=== TASK DESCRIPTION ===
Search the entries below. Return every line that has "sheet" in it.
DATA EXTRACTS section start
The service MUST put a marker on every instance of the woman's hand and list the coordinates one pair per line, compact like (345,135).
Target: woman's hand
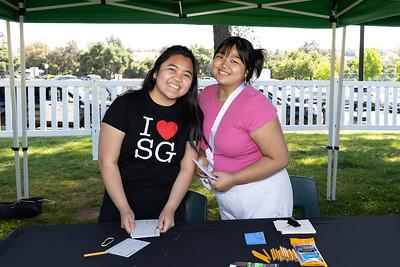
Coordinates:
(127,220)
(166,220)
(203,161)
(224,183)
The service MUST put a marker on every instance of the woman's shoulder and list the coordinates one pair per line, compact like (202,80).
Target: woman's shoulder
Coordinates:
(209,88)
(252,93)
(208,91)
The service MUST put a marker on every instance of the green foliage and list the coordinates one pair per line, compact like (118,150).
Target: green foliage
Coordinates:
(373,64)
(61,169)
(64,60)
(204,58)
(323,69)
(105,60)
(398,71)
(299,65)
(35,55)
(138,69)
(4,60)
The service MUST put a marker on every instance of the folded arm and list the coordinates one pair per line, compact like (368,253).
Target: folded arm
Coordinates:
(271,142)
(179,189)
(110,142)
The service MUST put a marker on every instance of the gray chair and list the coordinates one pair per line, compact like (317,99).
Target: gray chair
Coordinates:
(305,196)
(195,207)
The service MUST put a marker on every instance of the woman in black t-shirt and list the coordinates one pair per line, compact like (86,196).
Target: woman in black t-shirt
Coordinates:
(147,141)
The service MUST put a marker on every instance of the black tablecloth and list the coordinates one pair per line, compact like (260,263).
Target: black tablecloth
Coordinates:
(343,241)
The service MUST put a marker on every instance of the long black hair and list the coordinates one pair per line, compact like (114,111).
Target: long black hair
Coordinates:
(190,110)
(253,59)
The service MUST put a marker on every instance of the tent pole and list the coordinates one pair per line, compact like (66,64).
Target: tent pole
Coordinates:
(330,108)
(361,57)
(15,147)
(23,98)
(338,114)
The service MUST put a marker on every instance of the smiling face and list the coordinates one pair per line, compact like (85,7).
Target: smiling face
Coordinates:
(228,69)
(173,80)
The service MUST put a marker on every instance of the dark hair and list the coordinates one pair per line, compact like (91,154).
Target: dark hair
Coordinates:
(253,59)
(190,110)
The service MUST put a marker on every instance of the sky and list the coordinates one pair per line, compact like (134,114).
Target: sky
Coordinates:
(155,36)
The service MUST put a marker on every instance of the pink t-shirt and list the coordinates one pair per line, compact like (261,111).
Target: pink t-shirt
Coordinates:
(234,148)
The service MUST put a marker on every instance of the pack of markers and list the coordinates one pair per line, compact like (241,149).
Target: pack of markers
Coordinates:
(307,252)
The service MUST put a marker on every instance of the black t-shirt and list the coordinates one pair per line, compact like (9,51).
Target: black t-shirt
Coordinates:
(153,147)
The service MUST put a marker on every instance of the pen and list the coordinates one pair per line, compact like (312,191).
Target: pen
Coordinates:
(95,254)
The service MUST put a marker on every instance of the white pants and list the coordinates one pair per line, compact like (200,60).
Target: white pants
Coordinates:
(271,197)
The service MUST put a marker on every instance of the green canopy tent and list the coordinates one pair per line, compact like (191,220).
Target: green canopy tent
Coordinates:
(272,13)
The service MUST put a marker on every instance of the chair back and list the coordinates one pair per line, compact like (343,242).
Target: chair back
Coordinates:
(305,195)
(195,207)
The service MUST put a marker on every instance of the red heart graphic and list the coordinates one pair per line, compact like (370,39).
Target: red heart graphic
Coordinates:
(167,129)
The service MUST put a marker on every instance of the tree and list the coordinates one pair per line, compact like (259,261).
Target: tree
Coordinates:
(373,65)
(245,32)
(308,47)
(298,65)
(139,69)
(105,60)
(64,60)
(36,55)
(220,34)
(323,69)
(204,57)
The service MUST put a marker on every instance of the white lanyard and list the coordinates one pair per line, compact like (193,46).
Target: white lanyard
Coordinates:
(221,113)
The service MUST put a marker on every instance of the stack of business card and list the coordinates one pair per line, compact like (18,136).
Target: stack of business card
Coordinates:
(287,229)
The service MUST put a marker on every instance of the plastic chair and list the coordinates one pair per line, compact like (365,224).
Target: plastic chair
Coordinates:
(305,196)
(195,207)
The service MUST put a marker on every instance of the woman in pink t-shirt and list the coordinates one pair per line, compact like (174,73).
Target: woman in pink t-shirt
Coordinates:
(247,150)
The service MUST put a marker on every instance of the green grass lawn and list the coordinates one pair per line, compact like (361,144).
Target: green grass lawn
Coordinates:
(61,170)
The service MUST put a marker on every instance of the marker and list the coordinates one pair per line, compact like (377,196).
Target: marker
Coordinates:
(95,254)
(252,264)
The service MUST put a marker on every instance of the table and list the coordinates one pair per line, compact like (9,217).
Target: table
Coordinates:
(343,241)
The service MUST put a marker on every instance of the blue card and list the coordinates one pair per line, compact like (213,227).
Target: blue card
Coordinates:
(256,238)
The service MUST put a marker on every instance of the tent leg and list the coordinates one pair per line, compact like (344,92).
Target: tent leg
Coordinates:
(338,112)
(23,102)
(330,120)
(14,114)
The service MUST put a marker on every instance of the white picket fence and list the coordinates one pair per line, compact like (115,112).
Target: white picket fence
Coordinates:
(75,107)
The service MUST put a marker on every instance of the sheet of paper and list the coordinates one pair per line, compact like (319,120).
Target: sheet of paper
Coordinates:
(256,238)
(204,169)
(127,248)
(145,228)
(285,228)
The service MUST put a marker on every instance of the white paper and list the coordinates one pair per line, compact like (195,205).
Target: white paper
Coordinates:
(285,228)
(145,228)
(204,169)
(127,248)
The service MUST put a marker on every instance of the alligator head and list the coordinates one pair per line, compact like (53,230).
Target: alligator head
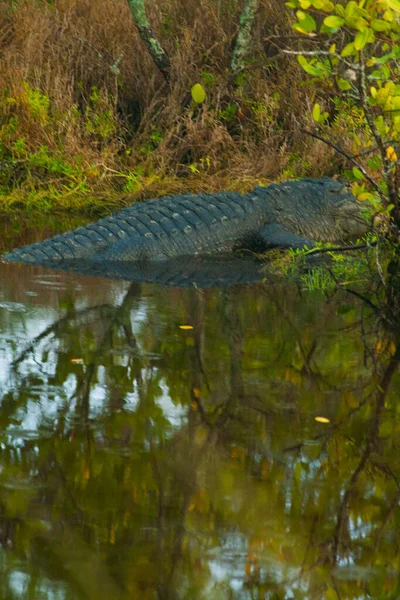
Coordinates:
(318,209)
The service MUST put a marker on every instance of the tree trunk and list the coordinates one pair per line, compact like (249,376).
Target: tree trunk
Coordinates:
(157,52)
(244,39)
DATA EXTRACTS section end
=== TASK RESULT ===
The service MUST put a marker on every instance of the sheet of paper and list the coordinates one pair per line, compact like (319,120).
Target: sheet of paper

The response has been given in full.